*EXERCISE INSTRUCTIONS*: Without including any images, repeat the data exactly.

*INPUT MATERIAL*:
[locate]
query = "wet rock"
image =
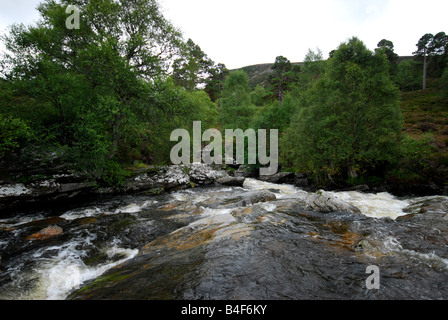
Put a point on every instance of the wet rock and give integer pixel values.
(47, 233)
(280, 177)
(255, 197)
(322, 201)
(436, 204)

*OUTPUT OF THE EXERCISE*:
[locate]
query = "wet rock"
image =
Put a point on every instance of the wet rock and give integer pixel values.
(47, 233)
(280, 177)
(255, 197)
(322, 201)
(436, 204)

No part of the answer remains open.